- _WRITTEN TASK 1_: Repeat the part of the passage on character encodings between "I would like" and "most local importance.", inclusive, word for word.

+++

X-UTF-32BE-BOM		X-UTF-32BE-BOM	Unicode 32-bit big ended, with a BOM definitely present.
X-UTF-32LE-BOM		X-UTF-32LE-BOM	Unicode 32-bit little ended, with a BOM definitely present.
x-windows-50220		x-windows-50220	Japanese Hiragana
x-windows-50221		x-windows-50221	Multilingual, Russian, Japanese, Greek
x-windows-874		x-windows-874	Windows Thai
x-windows-949		x-windows-949	Windows Korean
x-windows-950		x-windows-950	Windows Traditional Chinese

Where two fonts are shows separated by a /, the second one is the new version including the euro symbol. Adam Dingle did the research on how these encodings work.

Many new encodings were added in Java 1.4.1 and some were dropped. This list contains even the dropped items. Before you use an encoding, make sure it is supported by your version of Java.

Note that what Java and the HTML 4.0 specification call a character encoding is actually called a character set at IANA (Internet Assigned Numbers Authority) and in the HTTP (Hypertext Transfer Protocol) proposed standard.

I would like to do some experiments to find out for sure what happens with BOMs (Byte Order Marks) in various encodings. I discovered that native2ascii would not work with an BOM until I used x-UTF-16LE-BOM encoding.

Why So Many Encodings?

You may wonder why there are so many encodings, or why there are any at all. The reason is historical chaos. In the beginning, computers used a 4-channel, 16 possible characters, paper tape, allowing for only the hexadecimal characters 0..9 and A..F. To allow for alphabetic messages, not just numbers, two more channels of holes on the paper tape were added. This 6-bit, 64-character encoding allows digits, upper case A..Z and some punctuation. Every university or major computer installation invented its own code, allowing for the punctuations and symbols of most local importance.

Universities started exchanging programs and data on magnetic type. The 7-bit, 128-character ASCII code was invented to allow for a common character set and encoding. It allowed for both upper and lower case and a reasonably rich set of punctuation.

About that time, computers started to standardise on the 8-bit byte. Every national group then expanded the code to 8-bits, giving them 256 possible characters. They filled the extra slots with various accented letters, nationally important symbols and letters from non-Roman alphabets. The Chinese had a difficult problem. They needed thousands of symbols, not just 256 offered by 8-bit codes. So they invented various multi-byte encodings and 16-bit encodings. IBM invented EBCDIC, its own proprietary sets of codes to help lock customers into its equipment. There was very little document sharing, so the fact every country had its own way of encoding data and sometimes dozens of ways, caused little trouble.

+++

- _WRITTEN TASK 2_: Reproduce the records word for word, from the line holding "find the guitar sound hole" through the last line of the records, inclusive.

- _DATASET CONTENT_:
+++

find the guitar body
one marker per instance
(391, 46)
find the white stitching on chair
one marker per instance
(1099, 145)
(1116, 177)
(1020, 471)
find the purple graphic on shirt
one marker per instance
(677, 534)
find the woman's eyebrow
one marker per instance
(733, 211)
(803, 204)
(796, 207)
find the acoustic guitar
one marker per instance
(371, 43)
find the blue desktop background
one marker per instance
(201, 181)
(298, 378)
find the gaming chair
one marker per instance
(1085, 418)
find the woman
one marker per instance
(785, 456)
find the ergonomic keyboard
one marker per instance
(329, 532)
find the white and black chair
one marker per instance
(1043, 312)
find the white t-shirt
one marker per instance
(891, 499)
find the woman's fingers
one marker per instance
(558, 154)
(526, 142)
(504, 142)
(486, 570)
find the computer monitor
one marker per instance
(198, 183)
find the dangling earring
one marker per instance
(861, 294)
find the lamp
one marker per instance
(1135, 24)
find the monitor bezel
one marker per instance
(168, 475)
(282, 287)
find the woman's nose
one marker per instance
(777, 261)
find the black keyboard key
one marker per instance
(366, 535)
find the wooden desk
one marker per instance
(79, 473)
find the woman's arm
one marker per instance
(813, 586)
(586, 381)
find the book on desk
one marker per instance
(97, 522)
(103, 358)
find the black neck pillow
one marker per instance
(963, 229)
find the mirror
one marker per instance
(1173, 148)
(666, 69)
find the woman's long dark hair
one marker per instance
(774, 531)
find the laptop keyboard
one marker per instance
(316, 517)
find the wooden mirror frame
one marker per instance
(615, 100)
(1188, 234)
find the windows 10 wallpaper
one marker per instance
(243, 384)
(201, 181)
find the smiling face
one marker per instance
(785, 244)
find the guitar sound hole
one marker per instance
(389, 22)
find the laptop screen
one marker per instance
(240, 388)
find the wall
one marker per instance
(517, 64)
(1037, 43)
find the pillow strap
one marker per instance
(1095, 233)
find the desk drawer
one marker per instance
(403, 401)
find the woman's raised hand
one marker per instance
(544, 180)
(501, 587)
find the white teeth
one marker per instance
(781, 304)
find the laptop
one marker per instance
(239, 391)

+++

- _EXERCISE RESULT 1_:
I would like to do some experiments to find out for sure what happens with BOMs (Byte Order Marks) in various encodings. I discovered that native2ascii would not work with an BOM until I used x-UTF-16LE-BOM encoding.

Why So Many Encodings?

You may wonder why there are so many encodings, or why there are any at all. The reason is historical chaos. In the beginning, computers used a 4-channel, 16 possible characters, paper tape, allowing for only the hexadecimal characters 0..9 and A..F. To allow for alphabetic messages, not just numbers, two more channels of holes on the paper tape were added. This 6-bit, 64-character encoding allows digits, upper case A..Z and some punctuation. Every university or major computer installation invented its own code, allowing for the punctuations and symbols of most local importance.

- _EXERCISE RESULT 2_:
find the guitar sound hole
one marker per instance
(389, 22)
find the laptop screen
one marker per instance
(240, 388)
find the wall
one marker per instance
(517, 64)
(1037, 43)
find the pillow strap
one marker per instance
(1095, 233)
find the desk drawer
one marker per instance
(403, 401)
find the woman's raised hand
one marker per instance
(544, 180)
(501, 587)
find the white teeth
one marker per instance
(781, 304)
find the laptop
one marker per instance
(239, 391)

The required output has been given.